_Aim_
Rewrite the records below, substituting "occurrence" for each "instance" and leaving everything else as it is.

>> begin Given data

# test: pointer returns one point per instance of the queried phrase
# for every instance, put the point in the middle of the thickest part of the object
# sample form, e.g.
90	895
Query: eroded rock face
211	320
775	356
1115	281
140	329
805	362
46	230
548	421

>> end Given data

_Task result_
# test: pointer returns one point per occurrence of the queried phrase
# for every occurrence, put the point in the middle of the thickest part of the object
# sample form, e.g.
90	895
Query: eroded rock face
211	320
775	356
1115	281
140	329
805	362
46	230
548	421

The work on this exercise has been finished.